## EXCERPT PROVIDED

With recent tension in the eastern region over a 2009 Ukrainian gas deal . There has been recent talk of the EU taking Russia before the (WTO) World Trade Organization. Russia still views the nation as satellite within its former region of influence. Russia still reels from the Humiliation of its collapse and seeks to take a pragmatically assertive posture to regain not only what as it sees regional dominance but establish itself as viable economic force. An economic trade war would pose a limited risk at best for the EU with the exception of oil. Russia being the largest provider of Oil and natural gas for the EU could cripple the EU within weeks given a trad war erupting.
The Yeltsin foreign policy era left his successor with a crisis in U.S.-Russian relations as well as Russian- Post Soviet State relations . Moscow has been angered by NATO's expansion and the bombing of Serbia. Yeltsin foreign policy focused on the Kremlin obstructing U.S. policy in the Gulf but cannot free Iraq of its sanctions and is but a bystander in the Arab-Israeli diplomacy. The Russians oppose American influence over the Caspian oil routes and Turkish competition in Central Asia. Finally, there was the nuclear balance. Yeltsin foreign policy was unable to sustain their current nuclear arsenal and modernize it, or to agree to the reductions in START II, the Russians face new pressure from the U.S. to revise the ABM Treaty. Meanwhile, Moscow's once formidable conventional forces are starved for equipment.

## SET EXERCISE 1
From the passage on Russian foreign policy, reproduce word for word the stretch that begins at the words "With recent tension" and stops after "trad war erupting.".
## SET EXERCISE 2
Condense the paragraph of the passage on Russian foreign policy that opens with "The Yeltsin foreign policy era" into a bulleted list that keeps its main facts.
## SET EXERCISE 3
Pick up the passage on Russian foreign policy after its final sentence and write one more paragraph in the same vein.
The lines after this point come from a separate source and are unrelated to the passage on Russian foreign policy.

## DATA SEGMENT
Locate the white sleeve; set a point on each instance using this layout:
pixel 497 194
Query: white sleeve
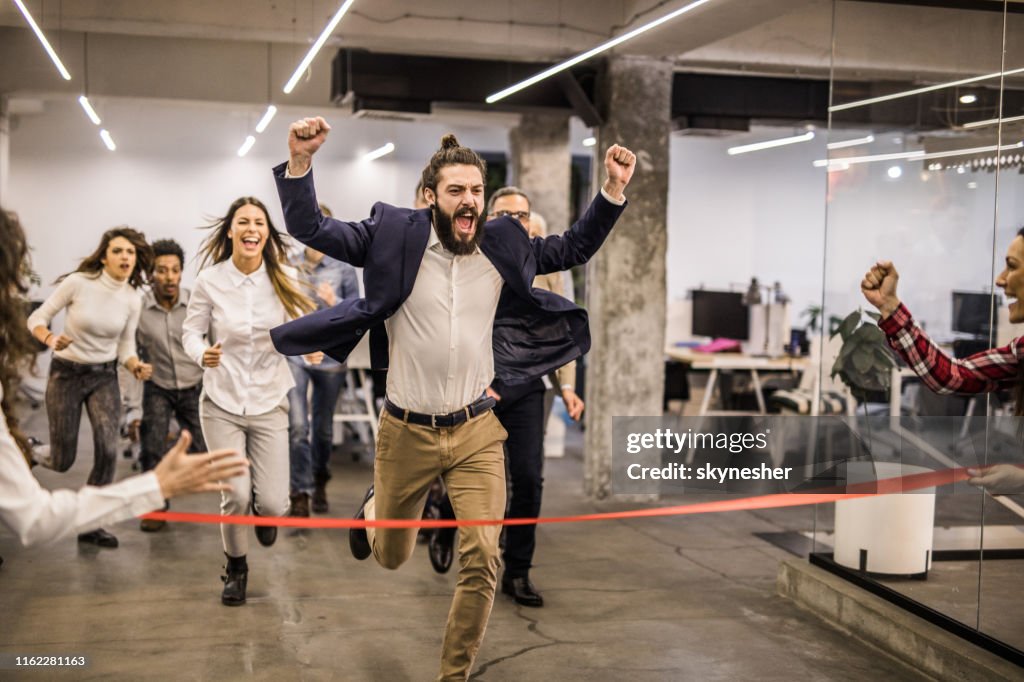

## RESPONSE 1
With recent tension in the eastern region over a 2009 Ukrainian gas deal . There has been recent talk of the EU taking Russia before the (WTO) World Trade Organization. Russia still views the nation as satellite within its former region of influence. Russia still reels from the Humiliation of its collapse and seeks to take a pragmatically assertive posture to regain not only what as it sees regional dominance but establish itself as viable economic force. An economic trade war would pose a limited risk at best for the EU with the exception of oil. Russia being the largest provider of Oil and natural gas for the EU could cripple the EU within weeks given a trad war erupting.

## RESPONSE 2
- Yeltsin's foreign policy left his successor a crisis in relations with the U.S. and with post-Soviet states.
- Moscow was angered by NATO's expansion and the bombing of Serbia.
- The Kremlin obstructed U.S. policy in the Gulf but could not free Iraq of sanctions and was only a bystander in Arab-Israeli diplomacy.
- Russia opposes American influence over Caspian oil routes and Turkish competition in Central Asia.
- Russia could neither sustain and modernize its nuclear arsenal nor agree to the START II reductions, and it faces U.S. pressure to revise the ABM Treaty.
- Its once formidable conventional forces are starved for equipment.

## RESPONSE 3
Vladimir Putin by far is the most misunderstood of the three Russian Leaders. Much like Khrushchev and Yeltsin. Putin was shaped by the era in which he ruled. Tasked with bringing economic and foreign policy reform to a struggling and internationally irrelevant Russia. Tsygankov on pg. 131 describes Putin as “ critical of past practices of over extending Russia’s foreign policy resources. “Then Tsygankov follows up with describing Putin as pragmatic and full of self-concentration on pg. 131. One can firmly estabish that Putin unlike Gorbachev and Kozyrev was not eager to replicate Western social democratic or liberal values.
Putin is quoted by Tsygankov as saying that Russia would never become a 2nd edition of the U.S or Great Britain. Putin’s strong and focused foreign policy seeks to build alliances within its region to counter China, the US and EU. The Russian Federation under the stern hand of Vladimir Putin has mastered this position of unitary actor dating back to its days ruled by the Soviet Party and the revolution. In the Russian Federation all information is filtered through the Kremlin to the office of Presidency of Vladimir Putin. This is authoritative in nature do the fact any deviation can and will be enforced by the authoritarian function.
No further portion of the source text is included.